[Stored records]
________________________

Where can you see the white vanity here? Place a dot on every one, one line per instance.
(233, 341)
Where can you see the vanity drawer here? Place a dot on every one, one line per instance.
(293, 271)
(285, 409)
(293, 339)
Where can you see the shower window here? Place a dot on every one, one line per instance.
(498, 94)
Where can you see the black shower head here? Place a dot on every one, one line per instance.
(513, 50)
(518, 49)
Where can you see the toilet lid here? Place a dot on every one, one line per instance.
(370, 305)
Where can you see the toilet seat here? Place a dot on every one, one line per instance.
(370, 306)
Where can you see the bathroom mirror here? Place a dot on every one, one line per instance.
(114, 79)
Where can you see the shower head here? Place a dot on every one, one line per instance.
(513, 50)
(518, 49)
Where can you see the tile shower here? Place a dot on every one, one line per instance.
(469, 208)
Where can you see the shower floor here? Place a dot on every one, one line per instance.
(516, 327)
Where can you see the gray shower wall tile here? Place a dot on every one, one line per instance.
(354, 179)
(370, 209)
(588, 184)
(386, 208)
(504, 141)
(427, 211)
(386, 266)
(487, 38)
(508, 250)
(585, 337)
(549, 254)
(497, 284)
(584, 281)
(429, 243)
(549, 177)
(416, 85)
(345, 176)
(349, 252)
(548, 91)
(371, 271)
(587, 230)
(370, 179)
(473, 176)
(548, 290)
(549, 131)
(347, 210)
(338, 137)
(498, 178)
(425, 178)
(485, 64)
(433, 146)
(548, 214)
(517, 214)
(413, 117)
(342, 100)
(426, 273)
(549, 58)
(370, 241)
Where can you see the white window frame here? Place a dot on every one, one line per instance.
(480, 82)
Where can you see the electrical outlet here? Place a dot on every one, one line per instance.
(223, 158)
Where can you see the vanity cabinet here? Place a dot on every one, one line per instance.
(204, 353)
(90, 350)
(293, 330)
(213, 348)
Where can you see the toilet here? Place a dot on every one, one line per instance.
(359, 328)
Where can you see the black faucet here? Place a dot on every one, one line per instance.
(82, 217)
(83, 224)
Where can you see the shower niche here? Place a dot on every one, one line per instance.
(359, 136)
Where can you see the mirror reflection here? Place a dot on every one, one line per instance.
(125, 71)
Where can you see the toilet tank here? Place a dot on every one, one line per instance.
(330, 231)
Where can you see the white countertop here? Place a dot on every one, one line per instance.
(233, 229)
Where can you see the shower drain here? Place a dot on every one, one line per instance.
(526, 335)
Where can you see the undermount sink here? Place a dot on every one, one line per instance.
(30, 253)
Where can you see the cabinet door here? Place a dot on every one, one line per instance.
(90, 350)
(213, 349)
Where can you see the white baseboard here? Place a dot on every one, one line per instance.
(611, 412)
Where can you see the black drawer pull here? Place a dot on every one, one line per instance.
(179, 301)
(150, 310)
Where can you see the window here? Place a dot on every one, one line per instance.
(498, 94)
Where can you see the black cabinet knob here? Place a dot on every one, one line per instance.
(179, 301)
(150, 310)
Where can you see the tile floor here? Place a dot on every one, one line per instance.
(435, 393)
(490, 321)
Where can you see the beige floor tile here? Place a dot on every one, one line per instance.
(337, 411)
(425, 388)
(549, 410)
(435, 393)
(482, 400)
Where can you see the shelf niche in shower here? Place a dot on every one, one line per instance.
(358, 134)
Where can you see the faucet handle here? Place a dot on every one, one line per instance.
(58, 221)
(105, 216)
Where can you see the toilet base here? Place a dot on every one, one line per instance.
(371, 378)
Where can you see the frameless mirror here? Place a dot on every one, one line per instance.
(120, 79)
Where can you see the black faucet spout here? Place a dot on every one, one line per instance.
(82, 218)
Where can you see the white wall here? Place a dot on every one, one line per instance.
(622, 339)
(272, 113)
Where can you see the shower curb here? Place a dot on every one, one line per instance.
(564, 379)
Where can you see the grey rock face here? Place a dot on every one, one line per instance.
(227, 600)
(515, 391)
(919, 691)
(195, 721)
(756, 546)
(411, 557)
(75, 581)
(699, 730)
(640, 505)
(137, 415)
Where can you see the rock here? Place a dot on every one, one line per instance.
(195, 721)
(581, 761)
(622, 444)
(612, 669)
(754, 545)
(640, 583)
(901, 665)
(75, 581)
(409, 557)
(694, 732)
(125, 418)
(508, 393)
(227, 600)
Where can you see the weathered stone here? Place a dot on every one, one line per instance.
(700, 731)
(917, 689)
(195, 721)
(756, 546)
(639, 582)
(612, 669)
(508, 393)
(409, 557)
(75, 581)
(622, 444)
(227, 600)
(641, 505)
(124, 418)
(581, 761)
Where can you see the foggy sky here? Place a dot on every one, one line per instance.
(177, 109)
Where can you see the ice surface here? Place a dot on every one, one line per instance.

________________________

Aim of the task. Exactly as given, set down all of the lines above.

Task answer.
Where can you see the white vanity here? Place a dot on every one, one line per instance.
(233, 341)
Where can you see the vanity drawer here? Place a dot on every one, one line per instance.
(293, 271)
(285, 409)
(293, 339)
Where can you see the shower window here? Place a dot on every one, one line per instance.
(498, 94)
Where can you see the black shower head here? Place a dot on every one, one line per instance.
(513, 50)
(518, 49)
Where can you see the toilet lid here? Place a dot on every one, one line per instance.
(370, 305)
Where can you see the toilet seat here? Place a dot on every one, one line per instance.
(370, 306)
Where can you see the bathroom mirror here? Place a dot on every one, one line per instance.
(114, 79)
Where can you see the shower head here? Place a dot on every one, one line per instance.
(513, 50)
(518, 49)
Where can you see the tile shower here? Place a dot on every one, one line per instance.
(469, 208)
Where can you see the shower floor here? Place a dot on every one, one line per instance.
(516, 327)
Where can you see the gray shower wall tile here? Place a dot on every one, one line per instance.
(354, 179)
(370, 209)
(588, 184)
(386, 208)
(504, 141)
(427, 211)
(386, 266)
(487, 38)
(508, 250)
(585, 337)
(549, 254)
(497, 284)
(584, 281)
(429, 243)
(549, 177)
(416, 85)
(345, 176)
(349, 252)
(548, 91)
(371, 271)
(587, 230)
(370, 179)
(473, 176)
(548, 290)
(549, 131)
(347, 210)
(338, 137)
(498, 178)
(425, 178)
(485, 64)
(433, 146)
(548, 214)
(517, 214)
(413, 117)
(342, 100)
(426, 273)
(549, 58)
(370, 241)
Where can you see the white window frame here? Place a dot on every one, one line per instance.
(480, 82)
Where can you see the electrical outlet here? Place a dot on every one, one line per instance.
(223, 158)
Where can you see the vanity cabinet here? Place a dot on every one, one line per instance.
(204, 353)
(90, 350)
(293, 330)
(213, 348)
Where can you see the toilet here? Place a dot on every one, one line per instance.
(359, 328)
Where can you see the black faucet here? Place a dot on every one, one line per instance.
(82, 217)
(83, 224)
Where can you see the shower niche here? Place a dot on every one, one line per instance.
(359, 136)
Where can you see the mirror reflection here? Place a dot on every one, one line per instance.
(125, 71)
Where can you see the toilet tank here? Place a dot on every one, one line per instance.
(330, 231)
Where can you see the white countertop here? Place a dot on every one, one line per instance.
(233, 229)
Where can you see the shower drain here? Place a dot on every one, one line per instance.
(526, 335)
Where can you see the undermount sink here? Place a dot on every one, one line per instance.
(30, 253)
Where can you see the cabinet door here? Place a dot on every one, one line per instance.
(90, 350)
(213, 349)
Where can you see the white baseboard here? Place a dot on every one, one line per instance.
(611, 412)
Where can you see the black drawer pull here? Place a dot on every one, one line per instance.
(179, 301)
(150, 310)
Where can you see the window here? Place a dot on every one, one line per instance.
(498, 94)
Where can you see the black cabinet knob here? Place a dot on every one, one line per instance.
(179, 301)
(150, 310)
Where can you see the tile floor here? Place a dot on every one, one line per instance.
(435, 393)
(490, 321)
Where can you see the beige floor tile here? Place a dot on every one, one line per instance.
(337, 411)
(425, 388)
(549, 410)
(435, 393)
(482, 400)
Where can you see the shelf niche in shower here? Place a dot on every one, one line per instance.
(358, 134)
Where can you see the faucet handle here? Place a dot on every one, one line per instance.
(58, 221)
(105, 216)
Where can you see the toilet base here? Place a dot on every one, one line per instance.
(371, 378)
Where can you see the frameless mirror here? Place a dot on every one, one line per instance.
(120, 79)
Where can you see the black faucet spout here? Place a dot on every one, one line per instance.
(82, 218)
Where can you see the white wall here? Place a dot on every one, one line per instance.
(622, 339)
(272, 113)
Where can you see the shower curb here? Place a dot on every one, one line per instance.
(564, 379)
Where can you see the grey rock face here? Place a dot on every one, one line per instance.
(227, 600)
(515, 391)
(919, 691)
(195, 721)
(756, 546)
(411, 557)
(75, 581)
(699, 730)
(640, 505)
(137, 415)
Where can you see the rock here? Place a dot on every one, one line per instance.
(195, 721)
(581, 761)
(622, 444)
(612, 669)
(754, 545)
(640, 583)
(901, 665)
(75, 581)
(409, 557)
(694, 732)
(125, 418)
(508, 393)
(227, 600)
Where can you see the weathered stone here? Place a dot on every one, one line per instance.
(700, 731)
(917, 689)
(195, 721)
(756, 546)
(639, 582)
(612, 669)
(508, 393)
(409, 557)
(75, 581)
(622, 444)
(227, 600)
(641, 505)
(124, 418)
(581, 761)
Where can you see the foggy sky here? Place a dot on every one, one line per instance.
(177, 109)
Where can you see the ice surface here? Place a dot on every one, one line per instance.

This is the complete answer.